** START OF DATA LISTING **

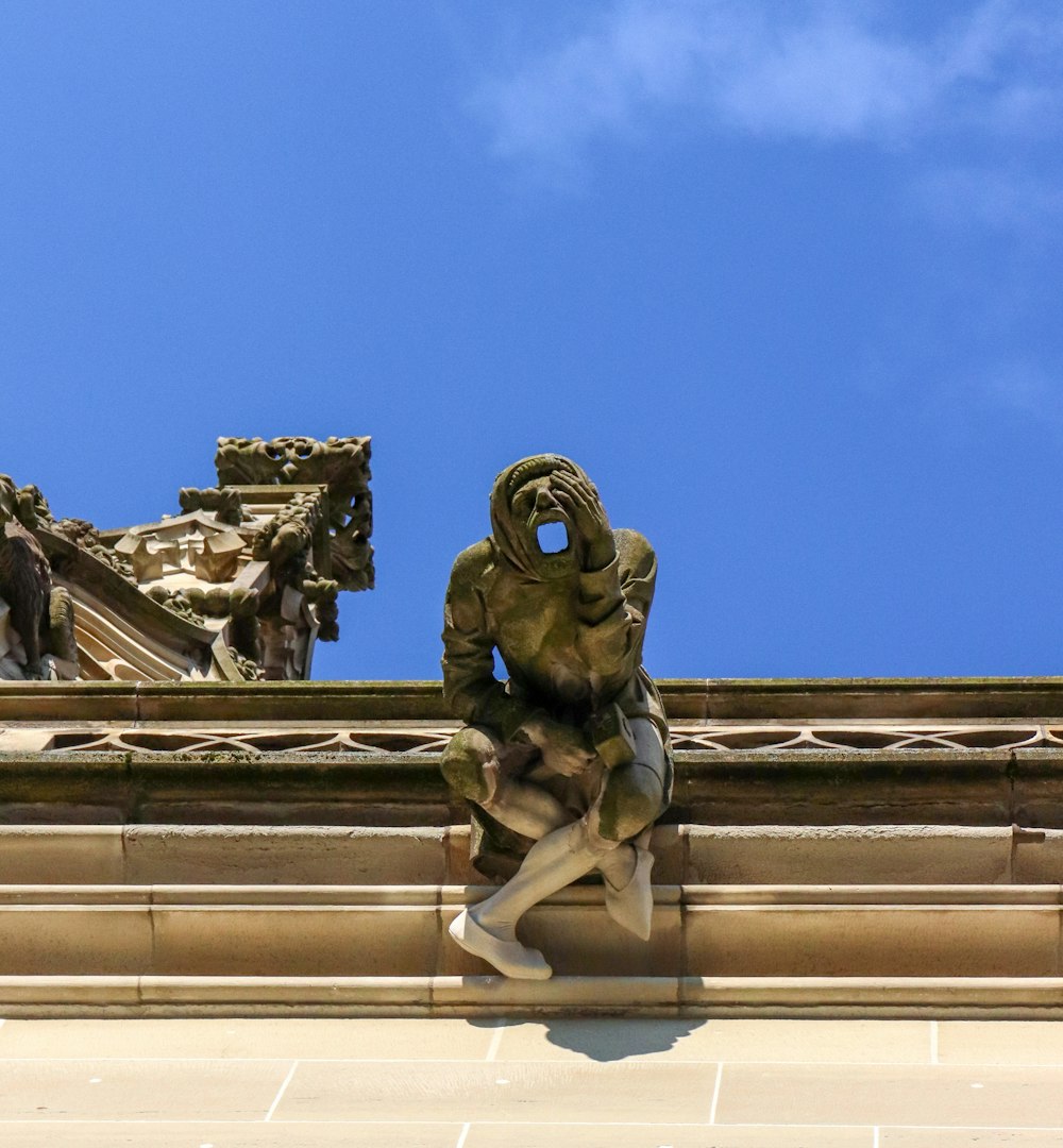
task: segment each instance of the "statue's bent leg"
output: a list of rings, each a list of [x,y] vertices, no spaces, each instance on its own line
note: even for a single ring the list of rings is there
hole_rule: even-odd
[[[643,939],[650,936],[653,856],[628,838],[651,827],[661,813],[667,759],[660,734],[651,721],[636,719],[631,730],[636,759],[607,775],[591,810],[580,821],[561,825],[536,841],[517,876],[451,925],[451,936],[459,945],[506,976],[536,979],[550,976],[550,965],[542,954],[525,948],[517,939],[517,922],[533,905],[591,869],[600,869],[605,877],[610,915]]]
[[[491,730],[467,726],[450,739],[440,768],[458,793],[523,837],[538,840],[572,821],[544,789],[509,776],[504,755],[505,746]]]
[[[587,817],[554,829],[532,846],[517,875],[497,893],[455,918],[451,937],[507,977],[545,979],[552,970],[538,949],[517,939],[517,922],[544,897],[597,868],[613,847],[589,828]]]
[[[653,918],[649,830],[665,807],[667,755],[660,731],[647,719],[631,722],[636,757],[606,777],[597,806],[598,832],[618,847],[604,854],[605,907],[624,929],[649,939]],[[633,838],[635,840],[633,840]]]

** END OF DATA LISTING **

Please write out every line of the records above again, requests included, shifting each x and y vertex coordinate in the answers up by 34. Leave out the pictures.

EXPECTED ANSWER:
task: segment each instance of the "statue's bent leg"
output: a list of rings, each a list of [x,y] vertices, no spaces, each instance on its own line
note: even for a single ring the list of rings is there
hole_rule: even-odd
[[[677,973],[684,970],[687,890],[662,872],[685,861],[695,847],[701,793],[694,768],[685,755],[670,753],[665,764],[670,793],[641,809],[625,844],[614,855],[595,859],[570,875],[551,910],[485,959],[485,970],[493,979],[540,1010],[570,1013],[584,1010],[584,999],[576,988],[559,982],[551,973],[551,956],[567,939],[625,903],[634,903],[639,911],[644,949]]]
[[[525,764],[501,760],[484,773],[474,802],[492,827],[557,871],[572,874],[606,855],[578,823],[543,810],[538,789],[539,780]]]
[[[621,851],[588,863],[566,880],[551,909],[531,927],[489,952],[485,971],[541,1011],[579,1013],[586,1004],[572,983],[551,973],[551,956],[578,931],[631,902],[647,881],[623,862]]]
[[[687,952],[683,864],[699,841],[701,789],[694,765],[681,753],[665,756],[670,791],[640,811],[631,840],[632,866],[652,881],[638,888],[639,941],[658,963],[683,973]],[[667,872],[669,874],[667,874]]]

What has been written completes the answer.